WRITTEN INSTRUCTION: Copy the records from their first line through the line that contains "point(171, 135)", substituting "locator" for each occurrence of "pointer" and keeping everything else unchanged.

RECORDED DATA:
____
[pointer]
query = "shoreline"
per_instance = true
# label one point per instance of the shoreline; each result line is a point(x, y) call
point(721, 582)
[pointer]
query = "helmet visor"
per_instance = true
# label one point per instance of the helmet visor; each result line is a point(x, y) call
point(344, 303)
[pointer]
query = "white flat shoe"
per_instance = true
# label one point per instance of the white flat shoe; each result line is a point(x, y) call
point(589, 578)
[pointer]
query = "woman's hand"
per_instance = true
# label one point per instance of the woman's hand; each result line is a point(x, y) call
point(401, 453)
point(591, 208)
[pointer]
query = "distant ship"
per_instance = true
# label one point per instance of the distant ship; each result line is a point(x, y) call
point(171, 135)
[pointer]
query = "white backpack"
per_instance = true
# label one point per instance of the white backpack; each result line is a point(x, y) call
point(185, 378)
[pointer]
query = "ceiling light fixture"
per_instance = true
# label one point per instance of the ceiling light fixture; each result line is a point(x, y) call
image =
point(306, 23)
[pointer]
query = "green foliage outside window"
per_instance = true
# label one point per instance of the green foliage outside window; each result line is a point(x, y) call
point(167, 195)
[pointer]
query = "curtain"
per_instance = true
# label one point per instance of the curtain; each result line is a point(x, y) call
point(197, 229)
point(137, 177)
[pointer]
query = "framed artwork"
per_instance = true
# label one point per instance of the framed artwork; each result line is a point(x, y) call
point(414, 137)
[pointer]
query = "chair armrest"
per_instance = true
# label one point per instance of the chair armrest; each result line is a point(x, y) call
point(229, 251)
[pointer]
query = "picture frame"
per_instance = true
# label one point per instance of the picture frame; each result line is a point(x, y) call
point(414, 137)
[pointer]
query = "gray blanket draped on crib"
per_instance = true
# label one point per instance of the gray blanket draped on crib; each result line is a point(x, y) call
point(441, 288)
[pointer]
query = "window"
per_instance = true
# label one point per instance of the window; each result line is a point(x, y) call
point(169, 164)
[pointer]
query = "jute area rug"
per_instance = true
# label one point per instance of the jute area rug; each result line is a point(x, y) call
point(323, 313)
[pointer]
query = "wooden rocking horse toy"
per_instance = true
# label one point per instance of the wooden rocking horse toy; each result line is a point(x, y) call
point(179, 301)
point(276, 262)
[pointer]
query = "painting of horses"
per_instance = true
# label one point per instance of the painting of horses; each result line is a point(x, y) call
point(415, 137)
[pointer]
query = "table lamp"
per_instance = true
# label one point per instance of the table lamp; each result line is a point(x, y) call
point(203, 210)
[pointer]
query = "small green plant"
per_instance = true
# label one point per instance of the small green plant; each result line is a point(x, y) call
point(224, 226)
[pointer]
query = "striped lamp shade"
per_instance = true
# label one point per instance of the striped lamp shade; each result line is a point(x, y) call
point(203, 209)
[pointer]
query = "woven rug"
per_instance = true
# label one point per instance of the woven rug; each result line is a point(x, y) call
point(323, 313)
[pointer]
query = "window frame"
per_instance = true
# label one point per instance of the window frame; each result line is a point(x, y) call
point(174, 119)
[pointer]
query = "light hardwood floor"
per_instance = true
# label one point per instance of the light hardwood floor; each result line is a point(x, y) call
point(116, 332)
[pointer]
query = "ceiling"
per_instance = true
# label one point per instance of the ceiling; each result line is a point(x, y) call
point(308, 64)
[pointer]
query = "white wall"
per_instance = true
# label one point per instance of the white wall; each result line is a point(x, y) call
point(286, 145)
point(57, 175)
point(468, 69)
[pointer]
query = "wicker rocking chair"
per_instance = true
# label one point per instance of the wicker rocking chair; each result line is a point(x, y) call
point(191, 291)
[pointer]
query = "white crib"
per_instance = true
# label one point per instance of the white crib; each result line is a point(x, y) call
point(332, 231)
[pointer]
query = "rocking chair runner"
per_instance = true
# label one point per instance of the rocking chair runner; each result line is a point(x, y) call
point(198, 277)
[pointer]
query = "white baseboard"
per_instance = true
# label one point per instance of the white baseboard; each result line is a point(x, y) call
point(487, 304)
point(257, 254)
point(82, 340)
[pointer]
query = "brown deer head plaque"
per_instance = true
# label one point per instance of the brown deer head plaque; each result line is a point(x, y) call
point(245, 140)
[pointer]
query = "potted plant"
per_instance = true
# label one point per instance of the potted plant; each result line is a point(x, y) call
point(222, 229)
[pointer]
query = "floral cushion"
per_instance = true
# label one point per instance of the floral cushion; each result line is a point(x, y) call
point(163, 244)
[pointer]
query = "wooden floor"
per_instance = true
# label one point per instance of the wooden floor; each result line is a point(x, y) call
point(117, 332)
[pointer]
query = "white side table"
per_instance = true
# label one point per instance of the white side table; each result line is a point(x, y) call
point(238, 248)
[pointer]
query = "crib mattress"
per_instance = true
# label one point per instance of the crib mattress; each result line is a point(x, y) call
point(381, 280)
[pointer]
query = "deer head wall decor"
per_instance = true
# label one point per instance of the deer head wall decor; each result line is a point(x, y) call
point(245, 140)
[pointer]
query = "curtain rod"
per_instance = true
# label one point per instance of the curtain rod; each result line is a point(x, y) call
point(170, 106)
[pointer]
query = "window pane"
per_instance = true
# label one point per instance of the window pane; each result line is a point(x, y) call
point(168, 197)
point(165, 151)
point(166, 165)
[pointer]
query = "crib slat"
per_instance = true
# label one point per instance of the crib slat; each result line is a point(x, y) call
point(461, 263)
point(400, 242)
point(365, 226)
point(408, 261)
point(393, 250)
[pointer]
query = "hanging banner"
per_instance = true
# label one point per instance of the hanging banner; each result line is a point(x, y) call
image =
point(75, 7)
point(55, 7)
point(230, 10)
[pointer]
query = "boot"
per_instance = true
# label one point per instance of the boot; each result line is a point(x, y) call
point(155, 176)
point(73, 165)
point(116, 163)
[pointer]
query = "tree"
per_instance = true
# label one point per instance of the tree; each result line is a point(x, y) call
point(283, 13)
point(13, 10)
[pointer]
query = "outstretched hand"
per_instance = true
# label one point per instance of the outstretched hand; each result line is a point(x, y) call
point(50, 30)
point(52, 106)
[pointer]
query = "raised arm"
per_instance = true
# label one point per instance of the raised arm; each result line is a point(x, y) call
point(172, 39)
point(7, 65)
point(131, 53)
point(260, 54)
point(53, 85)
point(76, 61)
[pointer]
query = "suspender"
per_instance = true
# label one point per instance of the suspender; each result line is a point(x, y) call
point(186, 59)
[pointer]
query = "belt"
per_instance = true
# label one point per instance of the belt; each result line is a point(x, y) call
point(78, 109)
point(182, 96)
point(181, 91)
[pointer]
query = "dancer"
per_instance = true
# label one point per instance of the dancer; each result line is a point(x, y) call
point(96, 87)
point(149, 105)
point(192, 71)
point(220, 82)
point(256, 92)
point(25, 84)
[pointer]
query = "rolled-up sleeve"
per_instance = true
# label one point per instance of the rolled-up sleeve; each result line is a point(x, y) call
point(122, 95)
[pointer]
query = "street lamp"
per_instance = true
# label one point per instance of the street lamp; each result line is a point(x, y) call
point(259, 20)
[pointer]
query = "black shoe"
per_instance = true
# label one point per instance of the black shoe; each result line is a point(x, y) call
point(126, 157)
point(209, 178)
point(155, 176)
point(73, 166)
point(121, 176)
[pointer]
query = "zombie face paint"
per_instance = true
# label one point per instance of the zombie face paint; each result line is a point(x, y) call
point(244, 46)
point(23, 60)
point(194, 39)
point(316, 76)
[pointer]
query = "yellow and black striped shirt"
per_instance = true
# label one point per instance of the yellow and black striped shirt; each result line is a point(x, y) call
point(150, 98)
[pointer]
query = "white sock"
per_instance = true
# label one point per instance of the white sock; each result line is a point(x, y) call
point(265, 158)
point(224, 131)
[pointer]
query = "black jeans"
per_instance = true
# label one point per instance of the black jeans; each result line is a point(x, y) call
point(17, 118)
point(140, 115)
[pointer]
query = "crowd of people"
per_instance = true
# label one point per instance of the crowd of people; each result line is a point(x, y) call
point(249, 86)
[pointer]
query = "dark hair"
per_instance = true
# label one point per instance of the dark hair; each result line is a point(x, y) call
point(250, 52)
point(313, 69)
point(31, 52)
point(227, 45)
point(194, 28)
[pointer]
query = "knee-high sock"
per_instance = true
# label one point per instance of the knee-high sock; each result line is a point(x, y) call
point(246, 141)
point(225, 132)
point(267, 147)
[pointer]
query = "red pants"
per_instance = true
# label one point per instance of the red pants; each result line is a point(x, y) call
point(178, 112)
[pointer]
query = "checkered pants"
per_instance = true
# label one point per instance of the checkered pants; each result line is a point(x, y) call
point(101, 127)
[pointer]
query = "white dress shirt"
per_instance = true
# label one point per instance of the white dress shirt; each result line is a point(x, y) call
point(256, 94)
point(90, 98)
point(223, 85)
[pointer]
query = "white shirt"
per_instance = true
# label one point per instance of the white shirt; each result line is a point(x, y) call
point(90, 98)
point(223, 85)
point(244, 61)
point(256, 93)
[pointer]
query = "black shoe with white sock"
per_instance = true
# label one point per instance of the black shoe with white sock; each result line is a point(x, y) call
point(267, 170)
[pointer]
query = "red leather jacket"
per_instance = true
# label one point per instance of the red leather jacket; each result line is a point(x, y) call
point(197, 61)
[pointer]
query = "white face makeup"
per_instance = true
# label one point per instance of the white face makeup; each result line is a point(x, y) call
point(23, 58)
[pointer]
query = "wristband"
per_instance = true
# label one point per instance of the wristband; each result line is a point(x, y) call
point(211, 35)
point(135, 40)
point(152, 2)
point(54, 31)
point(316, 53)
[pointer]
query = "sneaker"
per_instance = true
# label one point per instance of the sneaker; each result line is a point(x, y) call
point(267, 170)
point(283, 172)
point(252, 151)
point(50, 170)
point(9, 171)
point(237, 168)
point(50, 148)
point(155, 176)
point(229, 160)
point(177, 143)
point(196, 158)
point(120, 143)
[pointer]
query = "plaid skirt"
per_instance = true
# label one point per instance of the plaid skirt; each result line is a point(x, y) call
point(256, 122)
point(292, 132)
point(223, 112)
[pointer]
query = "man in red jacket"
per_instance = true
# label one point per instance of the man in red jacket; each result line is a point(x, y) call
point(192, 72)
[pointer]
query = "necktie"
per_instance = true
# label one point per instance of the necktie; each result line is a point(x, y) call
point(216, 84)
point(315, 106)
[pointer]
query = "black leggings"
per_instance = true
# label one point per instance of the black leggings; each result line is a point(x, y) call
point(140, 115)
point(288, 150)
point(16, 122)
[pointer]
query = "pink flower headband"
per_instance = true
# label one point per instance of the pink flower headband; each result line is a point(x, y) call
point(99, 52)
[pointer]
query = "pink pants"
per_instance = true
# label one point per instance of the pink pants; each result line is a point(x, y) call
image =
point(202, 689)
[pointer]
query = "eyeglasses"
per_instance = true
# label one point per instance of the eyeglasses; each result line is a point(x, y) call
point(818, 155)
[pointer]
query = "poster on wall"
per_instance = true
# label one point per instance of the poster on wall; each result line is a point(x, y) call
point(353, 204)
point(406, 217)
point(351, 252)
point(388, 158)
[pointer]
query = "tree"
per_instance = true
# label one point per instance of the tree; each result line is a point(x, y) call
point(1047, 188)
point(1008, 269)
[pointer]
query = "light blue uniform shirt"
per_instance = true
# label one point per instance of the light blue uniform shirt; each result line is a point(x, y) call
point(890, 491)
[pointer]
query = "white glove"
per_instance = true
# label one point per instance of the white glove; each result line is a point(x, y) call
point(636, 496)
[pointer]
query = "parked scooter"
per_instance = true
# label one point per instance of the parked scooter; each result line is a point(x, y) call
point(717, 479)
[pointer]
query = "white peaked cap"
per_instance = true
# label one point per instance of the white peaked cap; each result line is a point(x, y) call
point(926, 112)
____
EXERCISE RESPONSE:
[locator]
query = "shoreline"
per_instance = true
# label one point per instance of the shoreline; each result line is a point(x, y) call
point(721, 582)
[locator]
query = "helmet visor"
per_instance = true
# label one point per instance of the helmet visor; each result line is a point(x, y) call
point(344, 303)
[locator]
query = "white flat shoe"
per_instance = true
# label one point per instance of the white flat shoe; each result line is a point(x, y) call
point(589, 578)
[locator]
query = "woman's hand"
per_instance = true
# label one point per instance of the woman's hand; each result line is a point(x, y) call
point(401, 453)
point(591, 208)
[locator]
query = "distant ship"
per_instance = true
# label one point per instance of the distant ship; each result line is a point(x, y) call
point(171, 135)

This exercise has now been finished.